TESTO FORNITO
· · · ·

REGGIO CALABRIA È di dodici anni e dieci mesi la richiesta avanzata dal pm Sara Amerio per Natale Crisalli, accusato di tentato omicidio, minacce e porto d’arma da fuoco, reati tutti aggravati dal metodo mafioso in relazione alla morte di Franco Fabio Quirino, l’imputato del processo “Alta Tensione” ucciso, nello scorso marzo, con tre colpi alla schiena pochi giorni prima dalla sentenza. È invece di un anno e cinque mesi la richiesta di pena avanzata dal sostituto procuratore per Rocco Richichi, difeso dall’avvocato Fabio Tuscano, formalmente accusato di concorso in detenzione e porto di arma da fuoco e minacce, aggravate dalla modalità mafiosa.

 

L’INDAGINE
Nel luglio scorso, gli investigatori erano riusciti a incastrare Crisalli anche grazie alla testimonianza dell’ex moglie di Quirino, Rosaria Nicolò, che accorsa in ospedale, non appena saputo dell’agguato subìto dal marito, agli investigatori aveva spiegato: «Ci siamo rivisti stasera, intorno alle 20, al bar di mia proprietà, quando lui è venuto un pò brillo e si è tolto il giubbotto, mostrandomi e guardando la parte posteriore dello stesso in cui si notavano alcuni forellini, dicendomi: “quel pezzo di merda mi ha sparato”. Io gli ho chiesto chi e lui mi ha detto che era stato Natale Crisalli, abitante nelle palazzine basse del rione Modena a cagione di una lite che avevano avuto in mattinata. Poco dopo affermava di volerlo andare a trovare per “fargli una faccia tanta”». E sarà proprio Crisalli, interrogato la stessa notte dell’omicidio dai carabinieri, a rivelare il motivo della lite: «Le mie controversie con Quirino Franco Fabio sono iniziate l’altro ieri, quando mi ha incontrato per caso lungo la via pubblica, mentre ero in compagnia di un mio amico: Pizzimenti Antonino, nei pressi del “Dolce Forno”, aggredendomi verbalmente, accusandomi di essere un infame, carabiniere e sbirro (amico di Maugeri) e minacciandomi di morte». Appellativi che diventano offese nel rione Modena di Reggio Calabria. Se infatti – stando al racconto dell’indagato – Quirino lo avrebbe nuovamente incontrato il giorno successivo, invitando l’uomo che lo accompagnava in auto – Rocco Richichi, oggi accusato di concorso in detenzione e porto di arma da fuoco e minacce – a investire Crisalli, quest’ultimo non avrebbe esitato a recarsi alla «”villetta” (lungo la strada che porta a Ciccarello, dove si trova una casetta, ricovero degli attrezzi dei giardinieri, ndr), ove in passato avevo notato – ha raccontato ai militari – essere stata nascosta una pistola che ho recuperato e portato con me, dopo avere verificato essere carica», ma soprattutto a utilizzare quell’arma. Alle minacce di Quirino, Crisalli avrebbe risposto sparando, a suo dire in aria ed escludendo «di avere mirato e quindi di averlo colpito, anche perché se avessi voluto lo avrei fatto quando era vicino, potendolo uccidere».

· · · ·

DATI MOSTRATI
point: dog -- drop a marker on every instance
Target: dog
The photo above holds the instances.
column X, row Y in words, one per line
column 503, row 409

· · · ·

COMPITO ASSEGNATO
Riprendi l'articolo sulle richieste di pena per Natale Crisalli e Rocco Richichi e proseguilo da dove si ferma. Per svolgere il lavoro i dati non servono.

RISULTATO DEL COMPITO
 

ALIBI CLAUDICANTE. IL DURO GIUDIZIO DEL GIP
Una versione cui inquirenti e investigatori hanno creduto poco o nulla e che sarebbe stata smentita da altri testimoni. «Il tentativo di omicidio – scriveva già il gip nel fermo a carico di Crisalli, poi convertito in ordinanza di custodia cautelare – ha giustificato una reazione pari e contraria del Quirino che ha tentato – platealmente – con un’accentuazione dei toni e dei modi dettati dalla necessità di dare visibilità estrema alla sua condotta pur di ripristinare l’onore criminale ferito dalla messa in fuga a cui l’aveva costretto poco prima il Crisalli». Circostanze che – in chiave sociale, prima ancora di penale – già il gip aveva valutato con durezza. «I valori impliciti che hanno mosso gli attori della vicenda – si leggeva nel fermo – risiedono, infatti, tutti nella necessità non solo di affermare la propria prevalenza criminale sull’altro, ma anche di farlo con modalità plateali, funzionali a implementare l’intimidazione collettiva e così affermare il predominio non solo sul contendente, ma sull’intera scena sociale». Ma soprattutto, sottolineava il gip, «il tema dominante delle aggressioni monitorate, infatti, risiedeva nella volontà di affermarsi ed essere riconosciuti come i principali referenti criminali del territorio, sfidando così tutte le regole di prudenza anche nella consumazione dei delitti perché proprio l’efferatezza della condotta è in grado di meglio esprimere la capacità di controllo del territorio e di assoggettamento. E, in una terra e per una collettività gravemente prostrata da anni di efferati delitti e proterve prove di forza della ndrangheta, le condotte descritte assumono una rilevanza e una eclatanza sociale che esprime e descrive a tutto tondo i caratteri tipici delle modalità mafiose».

a.c.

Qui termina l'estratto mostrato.